#### MATERIAL FOR THIS EXERCISE ####

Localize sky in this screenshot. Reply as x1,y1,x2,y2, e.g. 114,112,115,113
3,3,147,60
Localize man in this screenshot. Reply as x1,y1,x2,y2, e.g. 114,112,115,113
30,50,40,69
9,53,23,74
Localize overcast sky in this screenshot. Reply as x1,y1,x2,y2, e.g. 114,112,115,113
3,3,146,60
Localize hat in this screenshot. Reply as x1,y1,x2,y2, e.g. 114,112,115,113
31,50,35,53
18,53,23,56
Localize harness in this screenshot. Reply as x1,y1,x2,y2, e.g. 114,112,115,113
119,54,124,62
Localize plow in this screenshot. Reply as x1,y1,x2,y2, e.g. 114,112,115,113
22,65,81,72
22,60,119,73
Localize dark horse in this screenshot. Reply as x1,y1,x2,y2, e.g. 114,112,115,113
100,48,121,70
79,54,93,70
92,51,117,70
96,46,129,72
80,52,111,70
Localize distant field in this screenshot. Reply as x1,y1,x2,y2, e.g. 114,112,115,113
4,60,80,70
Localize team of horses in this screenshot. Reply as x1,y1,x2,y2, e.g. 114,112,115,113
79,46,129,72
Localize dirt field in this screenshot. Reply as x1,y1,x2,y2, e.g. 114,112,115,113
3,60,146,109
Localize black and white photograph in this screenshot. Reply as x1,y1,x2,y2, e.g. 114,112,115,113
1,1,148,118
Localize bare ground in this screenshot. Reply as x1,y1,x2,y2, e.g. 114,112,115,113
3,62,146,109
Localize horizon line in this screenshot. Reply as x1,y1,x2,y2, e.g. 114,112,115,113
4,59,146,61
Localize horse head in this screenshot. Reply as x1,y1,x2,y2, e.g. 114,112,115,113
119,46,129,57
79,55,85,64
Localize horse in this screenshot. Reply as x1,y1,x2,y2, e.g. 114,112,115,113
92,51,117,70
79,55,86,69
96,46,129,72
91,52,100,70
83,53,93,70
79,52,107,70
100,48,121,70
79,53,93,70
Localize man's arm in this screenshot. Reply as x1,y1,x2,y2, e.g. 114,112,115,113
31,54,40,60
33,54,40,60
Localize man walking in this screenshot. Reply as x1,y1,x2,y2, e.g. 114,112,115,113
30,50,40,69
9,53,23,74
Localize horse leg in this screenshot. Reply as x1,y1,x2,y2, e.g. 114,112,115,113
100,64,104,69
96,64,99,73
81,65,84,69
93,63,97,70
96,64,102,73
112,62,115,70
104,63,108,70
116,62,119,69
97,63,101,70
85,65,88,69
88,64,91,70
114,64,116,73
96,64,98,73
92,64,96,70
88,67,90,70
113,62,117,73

####

### TASK BRIEF
All the lines above should be written out once more, exactly.

### TASK ANSWER
Localize sky in this screenshot. Reply as x1,y1,x2,y2, e.g. 114,112,115,113
3,3,147,60
Localize man in this screenshot. Reply as x1,y1,x2,y2, e.g. 114,112,115,113
30,50,40,69
9,53,23,74
Localize overcast sky in this screenshot. Reply as x1,y1,x2,y2, e.g. 114,112,115,113
3,3,146,60
Localize hat in this screenshot. Reply as x1,y1,x2,y2, e.g. 114,112,115,113
31,50,35,53
18,53,23,56
Localize harness in this screenshot. Reply as x1,y1,x2,y2, e.g. 114,112,115,113
119,54,124,62
Localize plow in this screenshot. Reply as x1,y1,x2,y2, e.g. 114,112,115,113
22,65,81,72
22,60,119,73
Localize dark horse in this screenshot. Reply as x1,y1,x2,y2, e.g. 114,112,115,113
100,48,121,70
79,54,93,70
92,51,117,70
96,46,129,72
80,52,111,70
Localize distant field in this screenshot. Reply as x1,y1,x2,y2, e.g. 114,112,115,113
4,60,80,70
Localize team of horses in this screenshot. Reply as x1,y1,x2,y2, e.g. 114,112,115,113
79,46,129,72
Localize dirt field in this screenshot. Reply as x1,y1,x2,y2, e.g. 114,112,115,113
3,60,146,109
Localize black and white photograph in this screenshot. Reply as x1,y1,x2,y2, e.g. 114,112,115,113
1,1,148,118
Localize bare ground in this screenshot. Reply as x1,y1,x2,y2, e.g. 114,112,115,113
3,62,146,109
Localize horizon line in this screenshot. Reply as x1,y1,x2,y2, e.g. 114,112,115,113
4,59,146,61
Localize horse head in this screenshot. Reply as x1,y1,x2,y2, e.g. 114,112,115,113
119,46,129,57
79,55,85,64
Localize horse in this screenshot. Reply as x1,y1,x2,y2, e.g. 114,112,115,113
92,51,117,70
79,55,86,69
96,46,129,72
91,52,100,70
83,53,93,70
79,52,107,70
100,48,121,70
79,53,93,70
Localize man's arm in this screenshot. Reply as x1,y1,x2,y2, e.g. 114,112,115,113
31,54,40,60
33,54,40,60
Localize man walking in this screenshot. Reply as x1,y1,x2,y2, e.g. 114,112,115,113
30,50,40,69
9,53,23,74
Localize horse leg in this screenshot. Reply as x1,y1,x2,y2, e.g. 114,112,115,113
100,64,104,69
96,64,99,73
81,65,84,69
93,63,97,70
96,64,102,73
112,62,115,70
104,63,108,70
116,62,119,69
97,63,101,70
85,65,88,69
88,64,91,70
114,64,116,73
96,64,98,73
92,64,96,70
88,67,90,70
113,62,117,73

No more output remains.